◆ Aim of the task ◆
Every line below should be repeated exactly.
##### Listed records #####
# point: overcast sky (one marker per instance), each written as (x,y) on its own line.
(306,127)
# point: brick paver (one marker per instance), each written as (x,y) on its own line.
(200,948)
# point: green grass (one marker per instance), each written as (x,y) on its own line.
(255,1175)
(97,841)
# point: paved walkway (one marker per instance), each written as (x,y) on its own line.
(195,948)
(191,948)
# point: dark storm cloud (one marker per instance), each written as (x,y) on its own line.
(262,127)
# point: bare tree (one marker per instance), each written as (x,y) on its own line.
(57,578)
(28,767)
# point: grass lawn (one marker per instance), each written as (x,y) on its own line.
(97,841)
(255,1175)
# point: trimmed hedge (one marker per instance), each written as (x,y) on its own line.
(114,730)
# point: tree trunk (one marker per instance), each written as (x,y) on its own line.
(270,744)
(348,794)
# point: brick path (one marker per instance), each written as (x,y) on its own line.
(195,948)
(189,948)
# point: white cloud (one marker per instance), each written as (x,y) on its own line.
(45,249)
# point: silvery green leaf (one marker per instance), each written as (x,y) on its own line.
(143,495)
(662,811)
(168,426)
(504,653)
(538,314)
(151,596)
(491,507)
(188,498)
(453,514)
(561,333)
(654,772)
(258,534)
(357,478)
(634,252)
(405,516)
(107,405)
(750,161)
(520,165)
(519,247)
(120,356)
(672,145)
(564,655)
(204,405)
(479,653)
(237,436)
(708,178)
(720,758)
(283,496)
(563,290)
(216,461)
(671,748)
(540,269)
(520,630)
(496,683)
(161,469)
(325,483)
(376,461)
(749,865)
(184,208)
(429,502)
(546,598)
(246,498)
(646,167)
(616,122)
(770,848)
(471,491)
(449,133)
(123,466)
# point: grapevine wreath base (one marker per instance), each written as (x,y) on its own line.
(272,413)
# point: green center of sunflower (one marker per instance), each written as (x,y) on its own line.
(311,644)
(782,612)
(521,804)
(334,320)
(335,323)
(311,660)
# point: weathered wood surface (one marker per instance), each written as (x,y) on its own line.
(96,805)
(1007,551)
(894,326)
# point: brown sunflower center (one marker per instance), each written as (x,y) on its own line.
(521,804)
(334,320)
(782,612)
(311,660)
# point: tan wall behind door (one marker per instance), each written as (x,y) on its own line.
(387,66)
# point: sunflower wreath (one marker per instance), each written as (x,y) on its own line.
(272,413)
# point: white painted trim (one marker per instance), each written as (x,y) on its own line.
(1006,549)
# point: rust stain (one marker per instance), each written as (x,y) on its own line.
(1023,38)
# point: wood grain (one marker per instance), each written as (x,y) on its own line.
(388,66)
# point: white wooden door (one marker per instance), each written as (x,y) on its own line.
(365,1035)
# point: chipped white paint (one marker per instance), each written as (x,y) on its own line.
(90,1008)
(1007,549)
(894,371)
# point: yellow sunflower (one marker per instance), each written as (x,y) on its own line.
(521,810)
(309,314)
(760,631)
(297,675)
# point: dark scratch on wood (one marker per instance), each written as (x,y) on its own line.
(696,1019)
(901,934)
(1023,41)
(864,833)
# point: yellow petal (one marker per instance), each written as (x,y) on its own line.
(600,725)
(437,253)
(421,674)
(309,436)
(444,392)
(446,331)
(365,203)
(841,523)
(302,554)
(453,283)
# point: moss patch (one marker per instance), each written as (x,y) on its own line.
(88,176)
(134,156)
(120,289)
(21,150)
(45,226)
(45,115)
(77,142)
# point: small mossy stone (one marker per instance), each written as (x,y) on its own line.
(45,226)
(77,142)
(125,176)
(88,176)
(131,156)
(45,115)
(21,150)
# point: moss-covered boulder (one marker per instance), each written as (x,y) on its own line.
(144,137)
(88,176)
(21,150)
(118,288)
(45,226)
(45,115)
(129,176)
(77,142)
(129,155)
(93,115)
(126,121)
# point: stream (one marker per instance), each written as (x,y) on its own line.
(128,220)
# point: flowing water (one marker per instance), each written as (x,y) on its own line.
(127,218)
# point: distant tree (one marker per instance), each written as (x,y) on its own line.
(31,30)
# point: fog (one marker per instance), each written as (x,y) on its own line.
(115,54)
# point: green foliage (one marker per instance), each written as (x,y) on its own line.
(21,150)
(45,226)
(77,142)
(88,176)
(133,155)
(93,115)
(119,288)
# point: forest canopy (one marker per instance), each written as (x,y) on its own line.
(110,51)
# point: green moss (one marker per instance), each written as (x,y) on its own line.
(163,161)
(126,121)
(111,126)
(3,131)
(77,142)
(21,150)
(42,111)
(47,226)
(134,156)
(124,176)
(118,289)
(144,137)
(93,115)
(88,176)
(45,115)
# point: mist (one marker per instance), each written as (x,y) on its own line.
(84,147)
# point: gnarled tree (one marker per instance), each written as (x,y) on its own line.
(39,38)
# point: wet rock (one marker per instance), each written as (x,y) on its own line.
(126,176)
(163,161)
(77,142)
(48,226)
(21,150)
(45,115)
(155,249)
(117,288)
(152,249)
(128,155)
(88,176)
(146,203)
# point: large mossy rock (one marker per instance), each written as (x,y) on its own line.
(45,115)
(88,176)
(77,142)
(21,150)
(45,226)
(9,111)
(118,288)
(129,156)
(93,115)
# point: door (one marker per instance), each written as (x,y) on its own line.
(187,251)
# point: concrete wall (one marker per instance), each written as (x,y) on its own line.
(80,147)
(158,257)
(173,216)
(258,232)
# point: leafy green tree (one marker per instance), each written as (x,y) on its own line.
#####
◆ Complete response ◆
# point: overcast sky (one marker per instance), each written as (x,y) on its own line.
(306,127)
# point: brick paver (one marker per instance), each written as (x,y) on its own line.
(200,948)
# point: green grass (one marker per instance), each written as (x,y) on its own line.
(255,1175)
(97,841)
# point: paved walkway (one marker per instance), each written as (x,y) on its own line.
(195,948)
(191,948)
# point: dark storm cloud (one marker per instance), each written as (x,y) on its own line.
(262,127)
# point: bare tree (one marker per instance), each written as (x,y) on its own line.
(57,578)
(28,767)
# point: grass lawn (one marker per instance), each written as (x,y) on its own line.
(97,841)
(255,1175)
# point: trimmed hedge (one marker per instance), each written as (x,y) on its own line.
(114,730)
# point: tree trunk (one marker per instance), each written as (x,y) on its own line.
(270,744)
(348,794)
# point: brick path (one marker per instance), each written as (x,y) on its own line.
(195,948)
(189,948)
# point: white cloud (one marker per instance), each written as (x,y) on its own line.
(45,249)
# point: silvery green leaf (one marker per instance), each written as (x,y) on its own line.
(143,495)
(662,811)
(168,426)
(504,653)
(538,314)
(151,596)
(491,507)
(188,498)
(453,514)
(561,333)
(654,772)
(258,534)
(357,478)
(634,252)
(405,516)
(107,405)
(750,161)
(520,165)
(519,247)
(120,356)
(672,145)
(564,655)
(204,405)
(479,653)
(237,436)
(708,178)
(720,758)
(283,496)
(563,290)
(216,461)
(671,748)
(540,269)
(520,630)
(496,683)
(161,469)
(325,483)
(376,461)
(749,865)
(184,208)
(429,502)
(546,598)
(246,498)
(646,167)
(616,122)
(770,848)
(471,491)
(449,133)
(123,466)
# point: grapevine wreath base (one marker per instance), each written as (x,y) on its own line.
(272,413)
# point: green center of sunflower (one marker per instance), each written as (x,y) on its own line.
(311,644)
(782,612)
(521,804)
(334,320)
(335,323)
(311,660)
# point: weathered wood surface (one marker per instance), each written as (x,y) on its own line.
(96,805)
(1007,551)
(894,326)
# point: brown sunflower center (one marker per instance), each written as (x,y) on its own line.
(521,804)
(334,320)
(782,612)
(311,660)
# point: tan wall behind door (one marker per instance), each written as (x,y) on its own line.
(387,66)
# point: sunflower wreath (one marker per instance), each written as (x,y) on its own line.
(272,413)
# point: white painted trim (one marker per instance), each written as (x,y) on its own line.
(1006,549)
# point: rust stain (one marker per instance), each written as (x,y) on its own line.
(1023,38)
# point: wood grain (one marker per instance), each written as (x,y) on its own line.
(388,66)
# point: white wooden door (one marker per instance), each written as (x,y) on its own line.
(365,1035)
# point: chipped white paint (one marker per instance), each written as (x,y) on its own line.
(90,1008)
(1007,549)
(894,371)
# point: yellow sunflower (one marker per instance), each written as (x,y) on its own line.
(521,810)
(309,314)
(760,631)
(297,675)
# point: dark scratch on wood (one marker per instance), each written as (x,y) on its own line.
(696,1019)
(901,934)
(1023,41)
(864,833)
# point: yellow petal (one marker per instance), each written as (x,y) on its own line.
(600,725)
(437,253)
(421,674)
(309,436)
(444,392)
(446,331)
(365,203)
(841,523)
(302,554)
(453,283)
# point: moss patch (one marker per instance), each written as (x,y) on its own line.
(88,176)
(134,156)
(120,289)
(21,150)
(45,226)
(45,115)
(77,142)
# point: small mossy stone (one marker per instance), each written as (x,y) on its own line.
(45,226)
(77,142)
(125,176)
(88,176)
(131,156)
(45,115)
(21,150)
# point: moss-covered boulder (one marker per instance), each written as (x,y) on its own line.
(144,137)
(88,176)
(21,150)
(118,288)
(45,226)
(45,115)
(129,176)
(77,142)
(129,155)
(93,115)
(126,121)
# point: stream (one marker per instance), each written as (x,y) on its own line.
(128,220)
# point: flowing water (one marker per instance), each written as (x,y) on its own line.
(127,218)
# point: distant tree (one marker per instance), each written as (x,y) on its own line.
(31,30)
# point: fog (one marker per instance), each written as (x,y) on its own line.
(115,54)
# point: green foliage (one marker per instance), each written as (x,y) on its own line.
(21,150)
(45,226)
(77,142)
(88,176)
(133,155)
(93,115)
(119,288)
# point: forest canopy (one marker per instance), each written as (x,y) on its own line.
(110,51)
# point: green moss (one marker per instance), each written as (x,y) on its own line.
(163,161)
(126,121)
(111,126)
(3,131)
(77,142)
(21,150)
(42,111)
(47,226)
(134,156)
(124,176)
(118,289)
(144,137)
(93,115)
(88,176)
(45,115)
# point: mist (one marker per instance), each written as (x,y) on its own line.
(84,147)
# point: gnarled tree (one marker per instance), each written as (x,y) on its own line.
(39,38)
# point: wet rock (one marker per instance), each written as (x,y) on its own line.
(126,176)
(163,161)
(77,142)
(48,226)
(21,150)
(45,115)
(155,249)
(117,288)
(152,249)
(128,155)
(88,176)
(146,203)
# point: large mossy rock (one marker per instance), each written as (x,y) on its own line.
(45,115)
(88,176)
(77,142)
(21,150)
(45,226)
(9,111)
(118,288)
(129,156)
(93,115)
# point: door (one marker per instance), each written as (x,y) on its own line.
(187,251)
# point: concrete wall (one marker per instance), each written as (x,y) on its own line.
(80,147)
(158,257)
(173,216)
(258,232)
# point: leafy green tree (one marker per instance), each written as (x,y) on its own line.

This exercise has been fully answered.